───── Texte à lire

Herbjørg Wassmo, Le Livre de Dina (1989)
10/18, 2014, 606 p.
En novembre, avec les événements que l'on sait, il me fallait un grand bol d'air, quelque chose qui m'emmène ailleurs tout en me gardant bien accrochée, parce que bon, je n'étais attentive à rien. Il me fallait LE livre qui m'attende le soir, il fallait qu'entre nous il y ait une relation durable et solide, quelque chose de pas trop introspectif (ça m'ennuie), ni trop politique (ça me hérisse). Pas une histoire d'amour ni de guerre non plus, car je n'ai pas de coeur et plus de nerf. Je ne pouvais pas me lancer dans quelque chose de trop ardu littérairement (parce que de ce côté là soyons honnête je ne vais pas vers le mieux, je sème mes neurones à mesure que mes cheveux épaississent), ni de trop indigent (car je reste snob). On en était là quand j'ai trouvé la solution.

Heureusement, j'avais Le Livre de Dina de Herbjørg Wassmo offert par ma co-parturiente Léo l'année dernière pour Noël. Malgré sa couverture un peu inquiétante (genre romance du XIXe siècle) et un titre, de mon point de vue, ambivalent, ce roman attendait patiemment son tour sur l'étagère des livres à lire (un meuble IKEA, anciennement meuble de couture, devenu bancal et poussiéreux, destiné à bientôt accueillir du matériel de puériculture, si je parviens à retrouver le  bon carton quelque part entre le dessus des l'armoire des filles, la cave de ma mère et le garage de mon père).

Effectivement, Le Livre de Dina était  mon antidote personnel, sachant que (Léo ne faisant pas les choses à moitié) j'avais les 3 volumes d'un coup. J'ai donc lu d'une traite et sans césure les tomes de la saga (je suis du coup incapable de dire quand finit l'un et commence l'autre). Soyons clair, Herbjørg Wassmo m'a offert, au coeur de cet automne triste et tragique, une Dina très romanesque (sans romantisme effréné), dans une Scandinavie du XIXe siècle (totalement imparable pour le dépaysement). Dina,  c'est une héroïne un peu à la sauce des celles des Fletcher: seule, inmaîtrisable, moyennement sociable, en fusion avec la nature et entretenant un rapport étrange à la mort .

Bref, je m'éparpille. Le Livre de Dina, c'est l'histoire d'une héroïne que l'on découvre enfant tragique et traumatisée et que l'on va suivre jusqu'à l'âge adulte dans le premier tome, "Les Limons vides". On chemine alors à côté d'une Dina, qui, telle ces femmes puissantes, est bâtie comme un homme (pour moi qui ai toujours été une demi-portion, il y a quelque chose d'assez fantasmatique là dedans), qui n'a peur de rien ni de personne,  qui bouscule toutes les conventions sociales (et moi qui pensais que j'exagérais parfois, franchement j'ai carrément de la marge), tout en se hissant dans la hiérarchie de la notabilité de sa région. Dans le second livre, "Les Vivants aussi", elle s'affirme de manière assez exceptionnelle et il faut attendre, la toute fin du troisième livre "Mon bien-aimé est à moi", pour comprendre complètement la terrifiante scène d'ouverture lue 600 pages auparavant.  Rien à dire.

──────────
───── Données fournies

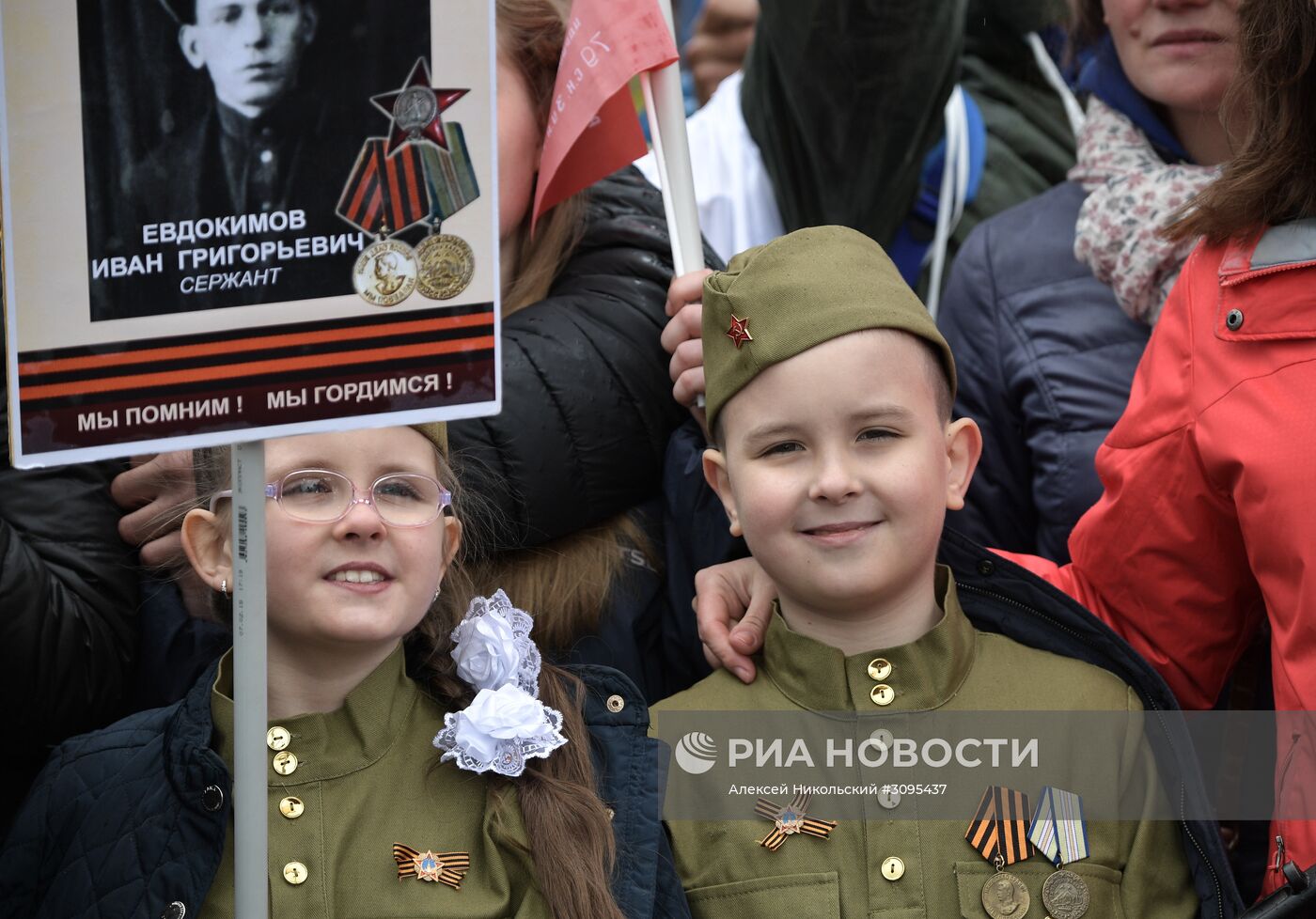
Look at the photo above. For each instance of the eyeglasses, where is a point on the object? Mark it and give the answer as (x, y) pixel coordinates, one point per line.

──────────

▸ Exercice
Rédigez la suite de la critique consacrée au Livre de Dina, en reprenant après sa dernière phrase. Les données forment un ensemble distinct, sans rapport avec le texte à lire.

▸ Résultat attendu
Le Livre de Dina c'est aussi un décor splendide : la mer évidemment (qui serpente entre les fjords), les grandes demeures norvégiennes, des forêts à perte de vue, des rivières où tout peut arrêter, le froid, des nuits et des jours qui n'alternent pas comme ailleurs. Des animaux en veux-tu en voilà. Bon moi les animaux ce n'est clairement pas mon truc (et la nouvelle lubie de l'Homme et de Rayures de nous faire adopter un iguane me désole plus qu'autre chose). Mais là, l'animal, le cheval de Dina, fait partie d'un tout, et ça fonctionne car ce cheval est presque un personnage à part entière.

Dans les livres concentrés sur un héroïne, en général ce qui pêche ce sont les hommes. Pas là. Herjbjørg Wassmo nous offre des hommes, des vrais, pas des figurants. Il y a le père (procureur norvégien qui mérite le détour par son impossibilité totale de contrôler sa fille), il y a le professeur de violoncelle (un être malingre et généreux qui m'a émue profondément), Jacob le mari (dépassé par sa jeune épouse fougueuse), le fils (aussi sombre et rentré que sa mère), le beau-fils (ambigu, complexe et complexé), Thomas, le Russe, je n'en dis pas plus pour ne pas déflorer l'intrigue...mais vraiment, il y a de magnifiques personnages, travaillés, complexes, ambivalents. Pas de bons ni de méchants.

Sans compter un rapport merveilleux à la maternité et à l'enfantement, toutes les autres femmes du roman sont des mères nourricières, sacrificielles, magiciennes. Wassmo touche finalement à quelque chose qui confine à la magie et à une rudesse vraiment étonnante.

Et puis, il y a la mort et la foi qui rodent tout le roman, les versets de la Bible en exergue des chapitres, les fantômes, des scènes sensuelles (et un peu plus que ça même) sont très réussies, assez crues sans jamais être vulgaires. Avec en fond musical les cordes des violoncelles, des phrases russes et des mots norvégiens, le poids des embruns, l'odeur du printemps et le bruit de la neige.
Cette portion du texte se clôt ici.